Text:
Exam Question: I can't explain this downcasting

Why does this program output AAA.
I checked the instance of a3 using instanceof and it shows 'C', so why isn't the m1() of class C getting called !!! It's driving me nuts.
---------------------
public class Inheritance
{
public class A
{
public void m1(A a)
{
System.out.println("A");
}
}

public class B extends A
{
public void m1(B b)
{
System.out.println("B");
}
}

public class C extends B
{
public void m1(C c)
{
System.out.println("C");
}
}

public static final void main (String args[])
{
Inheritance i = new Inheritance();
Inheritance.A a1 = i.new A();
Inheritance.A a2 = i.new B();
Inheritance.A a3 = i.new C();
Inheritance.C c1 = i.new C();
a1.m1(c1);
a2.m1(c1);
a3.m1(c1);
/*
System.out.println("a1: " + a1);
System.out.println("a2: " + a2);
System.out.println("a3: " + a3);
c1.m1(a1);
c1.m1(a2);
c1.m1(a3);
*/
}
}
---------------------

Johny,

public class Inheritance
{
public class A
{
public void m1(A a)

Dataset:
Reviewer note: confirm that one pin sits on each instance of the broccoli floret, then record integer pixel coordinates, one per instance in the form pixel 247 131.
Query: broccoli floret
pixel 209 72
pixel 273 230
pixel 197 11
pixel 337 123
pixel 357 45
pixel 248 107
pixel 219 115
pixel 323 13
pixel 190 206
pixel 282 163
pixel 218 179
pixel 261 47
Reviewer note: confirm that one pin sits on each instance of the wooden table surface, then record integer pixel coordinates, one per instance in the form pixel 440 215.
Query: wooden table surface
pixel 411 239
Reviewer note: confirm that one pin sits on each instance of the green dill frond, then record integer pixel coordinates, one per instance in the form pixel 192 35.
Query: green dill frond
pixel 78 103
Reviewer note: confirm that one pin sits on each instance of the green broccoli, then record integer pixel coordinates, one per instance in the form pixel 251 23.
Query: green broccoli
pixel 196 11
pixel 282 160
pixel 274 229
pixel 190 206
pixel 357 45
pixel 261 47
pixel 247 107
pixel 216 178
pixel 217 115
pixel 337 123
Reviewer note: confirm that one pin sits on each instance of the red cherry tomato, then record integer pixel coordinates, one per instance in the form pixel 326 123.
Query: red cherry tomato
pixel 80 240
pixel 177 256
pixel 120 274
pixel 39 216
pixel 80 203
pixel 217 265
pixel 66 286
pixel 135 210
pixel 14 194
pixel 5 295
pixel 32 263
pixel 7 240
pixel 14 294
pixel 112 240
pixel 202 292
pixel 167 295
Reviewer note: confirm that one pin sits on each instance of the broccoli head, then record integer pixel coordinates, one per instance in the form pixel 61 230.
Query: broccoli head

Exercise objective: Can you transcribe the stretch of the downcasting thread above from "Why does this" through "driving me nuts."?

Task response:
Why does this program output AAA.
I checked the instance of a3 using instanceof and it shows 'C', so why isn't the m1() of class C getting called !!! It's driving me nuts.